* [EJERCICIOS]
a. Traduce al inglés esta oración del texto sobre Sevilla: "Pero a las cinco y media de la mañana, de pronto, el ancestral orden festivo se convirtió en un caos jamás visto."
b. Por favor, reproduce literalmente un fragmento del texto sobre Sevilla: empieza en las palabras "Con esta serie" y termina después de "caos jamás visto.".

* [TEXTO PARA REVISAR]
El laberinto en ruinas
El laberinto

Con esta serie mostramos el progresivo derrumbe de una ciudad, Sevilla, si bien las dinámicas que estudiamos son parte de procesos urbanos globales. 

Solo disponemos de conjeturas y quizás permanezca siendo un misterio para siempre. Hasta podría parecer que realmente fue una fantasmagórica ensoñación, pero cualquiera sabe que algo pasó en la madrugada del Viernes Santo, allá por el dos mil. La transición del jueves al viernes durante la Semana Santa, conocida como la madrugá, es el clímax del ritmo festivo anual en la ciudad, cuando una abigarrada multitud va hilando la noche con el día, acompañando a las imágenes en procesión. Pero a las cinco y media de la mañana, de pronto, el ancestral orden festivo se convirtió en un caos jamás visto.

¿La causa? Se dijo que algunos empezaron a correr sin razón aparente, hubo unos gritos y ruidos confundidos con disparos y explosiones, policías que iban y venían, tras un instante de calma cundió al fin el pánico espoleado por rumores de todo tipo: ¡Fuego! ¡Una navaja! ¡Una pistola! ¡Un tiro a la Virgen! ¡Un toro! ¡Un atentado! Los desfiles procesionales quedaron deshechos y las avalanchas humanas arrasaron cuanto encontraban a su paso, trazando desoladores paisajes de cruces abandonadas entre sillas rotas, contenedores de basura volcados, vallas de seguridad tumbadas, nazarenos deambulando atónitos sin los capirotes y con el miedo en el rostro, familiares y amigos perdidos, gente buscando refugio en soportales, bares, iglesias, aporreando puertas y ventanas pidiendo entrar...

* [EXTRACTO DE DATOS]
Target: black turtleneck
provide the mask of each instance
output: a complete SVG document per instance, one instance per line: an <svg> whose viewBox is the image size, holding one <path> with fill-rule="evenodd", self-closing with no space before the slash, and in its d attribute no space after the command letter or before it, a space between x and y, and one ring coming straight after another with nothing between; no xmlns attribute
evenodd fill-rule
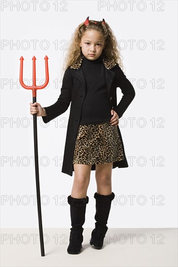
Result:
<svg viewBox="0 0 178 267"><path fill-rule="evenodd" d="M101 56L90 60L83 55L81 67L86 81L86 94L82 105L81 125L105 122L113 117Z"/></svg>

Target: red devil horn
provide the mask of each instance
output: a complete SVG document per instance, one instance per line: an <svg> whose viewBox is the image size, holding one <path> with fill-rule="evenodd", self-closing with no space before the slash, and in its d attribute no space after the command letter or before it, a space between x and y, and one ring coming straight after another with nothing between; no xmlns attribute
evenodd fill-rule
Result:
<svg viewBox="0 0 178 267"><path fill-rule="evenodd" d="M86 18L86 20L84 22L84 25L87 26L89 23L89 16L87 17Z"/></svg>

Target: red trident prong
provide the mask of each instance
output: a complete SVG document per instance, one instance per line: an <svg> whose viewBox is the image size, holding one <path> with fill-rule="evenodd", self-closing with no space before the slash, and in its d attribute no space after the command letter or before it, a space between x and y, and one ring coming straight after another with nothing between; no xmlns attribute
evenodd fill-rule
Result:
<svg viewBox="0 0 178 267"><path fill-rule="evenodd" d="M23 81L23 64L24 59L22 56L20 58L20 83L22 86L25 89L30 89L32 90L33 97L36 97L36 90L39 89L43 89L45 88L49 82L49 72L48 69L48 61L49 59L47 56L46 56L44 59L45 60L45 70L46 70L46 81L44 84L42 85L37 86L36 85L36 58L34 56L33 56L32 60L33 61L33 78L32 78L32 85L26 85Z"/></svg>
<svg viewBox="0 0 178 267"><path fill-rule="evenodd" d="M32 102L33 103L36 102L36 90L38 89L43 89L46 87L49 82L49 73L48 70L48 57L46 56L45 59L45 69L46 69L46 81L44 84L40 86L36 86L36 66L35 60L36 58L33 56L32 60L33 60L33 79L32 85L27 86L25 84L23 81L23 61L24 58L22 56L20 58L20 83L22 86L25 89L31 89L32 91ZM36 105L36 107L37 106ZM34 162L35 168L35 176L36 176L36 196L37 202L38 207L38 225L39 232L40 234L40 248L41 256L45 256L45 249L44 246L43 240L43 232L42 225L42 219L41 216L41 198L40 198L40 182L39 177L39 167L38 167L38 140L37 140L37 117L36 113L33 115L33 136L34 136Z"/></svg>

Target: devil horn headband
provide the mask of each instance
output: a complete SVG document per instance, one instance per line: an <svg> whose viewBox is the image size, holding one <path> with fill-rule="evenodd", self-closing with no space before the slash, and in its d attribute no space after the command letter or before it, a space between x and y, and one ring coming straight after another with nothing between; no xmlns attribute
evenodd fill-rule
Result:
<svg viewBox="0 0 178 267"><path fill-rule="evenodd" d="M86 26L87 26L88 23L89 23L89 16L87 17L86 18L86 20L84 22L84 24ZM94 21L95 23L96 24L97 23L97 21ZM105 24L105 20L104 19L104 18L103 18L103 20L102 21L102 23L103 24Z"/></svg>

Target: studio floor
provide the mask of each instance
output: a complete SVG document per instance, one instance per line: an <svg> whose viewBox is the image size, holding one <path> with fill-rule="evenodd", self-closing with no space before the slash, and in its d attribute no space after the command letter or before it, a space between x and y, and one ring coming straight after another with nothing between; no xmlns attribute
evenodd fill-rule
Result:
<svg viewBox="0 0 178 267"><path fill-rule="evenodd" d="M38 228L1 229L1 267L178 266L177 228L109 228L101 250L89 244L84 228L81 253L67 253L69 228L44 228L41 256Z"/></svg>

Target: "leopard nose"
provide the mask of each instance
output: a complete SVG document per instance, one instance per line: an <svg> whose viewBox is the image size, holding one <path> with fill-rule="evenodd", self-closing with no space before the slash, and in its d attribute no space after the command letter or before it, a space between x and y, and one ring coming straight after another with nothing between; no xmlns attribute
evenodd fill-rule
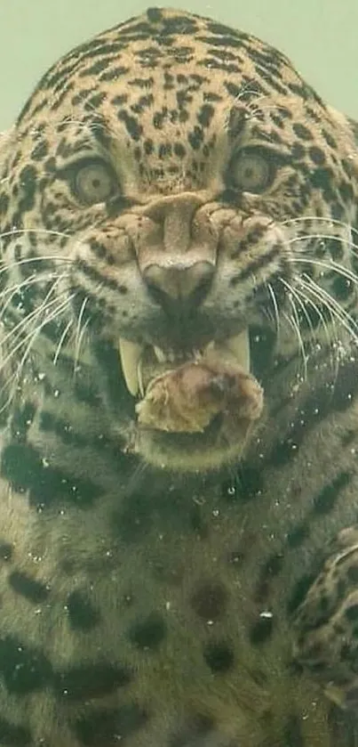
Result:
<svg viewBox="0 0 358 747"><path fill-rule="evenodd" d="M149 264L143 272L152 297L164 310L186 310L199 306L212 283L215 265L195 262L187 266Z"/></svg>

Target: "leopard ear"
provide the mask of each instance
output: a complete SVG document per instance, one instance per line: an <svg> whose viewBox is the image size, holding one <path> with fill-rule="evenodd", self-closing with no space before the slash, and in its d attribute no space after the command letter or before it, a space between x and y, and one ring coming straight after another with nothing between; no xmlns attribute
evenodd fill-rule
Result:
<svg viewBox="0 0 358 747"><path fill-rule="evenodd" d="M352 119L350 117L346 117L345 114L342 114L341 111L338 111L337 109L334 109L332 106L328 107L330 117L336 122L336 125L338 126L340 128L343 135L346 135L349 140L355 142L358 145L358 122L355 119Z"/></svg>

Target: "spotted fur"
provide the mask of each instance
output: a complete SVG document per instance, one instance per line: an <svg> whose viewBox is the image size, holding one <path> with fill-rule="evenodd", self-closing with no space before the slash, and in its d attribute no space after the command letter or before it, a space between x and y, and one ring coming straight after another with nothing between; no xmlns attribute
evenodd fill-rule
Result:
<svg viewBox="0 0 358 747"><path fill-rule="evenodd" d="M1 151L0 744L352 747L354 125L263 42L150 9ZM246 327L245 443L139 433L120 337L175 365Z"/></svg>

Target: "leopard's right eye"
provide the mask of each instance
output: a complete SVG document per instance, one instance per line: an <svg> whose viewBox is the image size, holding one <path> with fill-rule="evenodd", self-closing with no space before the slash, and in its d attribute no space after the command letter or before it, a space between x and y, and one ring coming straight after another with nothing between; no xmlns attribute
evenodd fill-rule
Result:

* [SOLUCIONES]
a. But at half past five in the morning, suddenly, the age-old festive order turned into a chaos never seen before.

b.
Con esta serie mostramos el progresivo derrumbe de una ciudad, Sevilla, si bien las dinámicas que estudiamos son parte de procesos urbanos globales. 

Solo disponemos de conjeturas y quizás permanezca siendo un misterio para siempre. Hasta podría parecer que realmente fue una fantasmagórica ensoñación, pero cualquiera sabe que algo pasó en la madrugada del Viernes Santo, allá por el dos mil. La transición del jueves al viernes durante la Semana Santa, conocida como la madrugá, es el clímax del ritmo festivo anual en la ciudad, cuando una abigarrada multitud va hilando la noche con el día, acompañando a las imágenes en procesión. Pero a las cinco y media de la mañana, de pronto, el ancestral orden festivo se convirtió en un caos jamás visto.